### [PROBLEM STATEMENT]
The copy you give must match the records exactly, except that it holds no images.

-- Opening Marker --

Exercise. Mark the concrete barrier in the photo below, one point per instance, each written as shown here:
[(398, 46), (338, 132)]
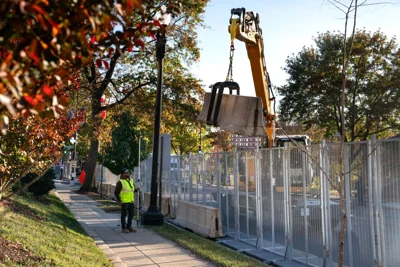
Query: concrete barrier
[(201, 219), (166, 205)]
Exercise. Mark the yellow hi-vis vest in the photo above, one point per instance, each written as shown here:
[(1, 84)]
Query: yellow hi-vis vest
[(127, 194)]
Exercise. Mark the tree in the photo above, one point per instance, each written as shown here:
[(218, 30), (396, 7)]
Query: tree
[(131, 72), (41, 42), (32, 145), (123, 150), (354, 68), (312, 95)]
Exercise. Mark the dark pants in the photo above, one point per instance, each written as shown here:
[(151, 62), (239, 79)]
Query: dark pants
[(126, 209)]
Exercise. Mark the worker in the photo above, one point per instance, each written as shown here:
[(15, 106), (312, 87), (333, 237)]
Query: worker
[(125, 195)]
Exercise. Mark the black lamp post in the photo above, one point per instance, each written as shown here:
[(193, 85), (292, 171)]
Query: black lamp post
[(153, 216)]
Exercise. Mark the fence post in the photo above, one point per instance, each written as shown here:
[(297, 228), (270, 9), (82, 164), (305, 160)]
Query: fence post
[(190, 177), (204, 175), (247, 197), (272, 197), (259, 209), (218, 174), (348, 201), (179, 177), (287, 202), (236, 194), (377, 197), (379, 200), (324, 204), (226, 177), (306, 174), (371, 202)]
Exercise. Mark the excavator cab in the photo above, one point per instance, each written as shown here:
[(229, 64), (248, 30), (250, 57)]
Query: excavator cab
[(237, 114)]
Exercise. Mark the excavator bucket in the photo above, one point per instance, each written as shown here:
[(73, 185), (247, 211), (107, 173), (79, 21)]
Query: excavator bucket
[(237, 114)]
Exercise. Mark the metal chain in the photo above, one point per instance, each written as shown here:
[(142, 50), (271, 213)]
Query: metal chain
[(268, 81), (229, 76)]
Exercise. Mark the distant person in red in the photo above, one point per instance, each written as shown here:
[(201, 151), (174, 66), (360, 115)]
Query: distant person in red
[(82, 176)]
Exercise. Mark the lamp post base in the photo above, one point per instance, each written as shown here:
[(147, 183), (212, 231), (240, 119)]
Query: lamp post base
[(152, 217)]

-- Closing Marker --

### [SOLUTION TO THIS PROBLEM]
Exercise. Mark the concrete barrier in the photo below, one point per instance, each written as shown here:
[(398, 46), (338, 132)]
Query: concrete barrier
[(201, 219), (166, 205)]
Exercise. Mark the yellow hi-vis vest in the photo above, one point per instance, each written as shown here:
[(1, 84)]
Query: yellow hi-vis vest
[(127, 194)]
Exercise. Mark the tree in the photo above, one point per instance, each written as shown here:
[(218, 30), (396, 7)]
Query: tree
[(131, 72), (41, 42), (32, 145), (123, 150), (354, 68), (312, 95)]
Exercise. Mark the dark pants in the photo above, one point per instance, each written as shown here:
[(151, 62), (239, 79)]
Query: dark pants
[(126, 209)]
Exercise. Mark the worker in the photo above, one point per instance, each written as shown here:
[(15, 106), (312, 87), (333, 237)]
Query: worker
[(125, 195)]
Exercise. Mark the black lamp post in the photo above, one point per instance, each written as shown here:
[(193, 85), (292, 171)]
Query: black lamp post
[(153, 216)]
Exercise. Mark the fence post in the photo above, one point per instance, each written as shown here:
[(297, 228), (270, 9), (82, 164), (305, 160)]
Query: fence post
[(190, 177), (204, 175), (247, 197), (272, 197), (259, 209), (218, 174), (348, 201), (179, 177), (287, 202), (236, 194), (377, 197), (379, 200), (324, 204), (226, 177), (306, 174), (371, 202)]
Exercise. Mark the excavator cab in the photo above, one point per instance, each written as shown here:
[(229, 64), (248, 30), (250, 57)]
Query: excavator cab
[(237, 114)]
Exercise. Mark the excavator bucket in the photo above, one point per instance, each written as shown here:
[(73, 185), (247, 211), (107, 173), (79, 21)]
Query: excavator bucket
[(237, 114)]
Exercise. Mark the metal chain in the photo above, one point per instance, each written as shown here:
[(142, 50), (271, 213)]
Query: metal chain
[(268, 81), (229, 76)]
Exercise. Mark the distant person in red in the photo above, one point per instance, each written as shown here:
[(201, 151), (174, 66), (360, 115)]
Query: distant person in red
[(82, 176)]
Exercise. Mark the lamp post base in the photo above, one point per instance, each written as shown here:
[(147, 183), (212, 231), (240, 119)]
Query: lamp post base
[(152, 217)]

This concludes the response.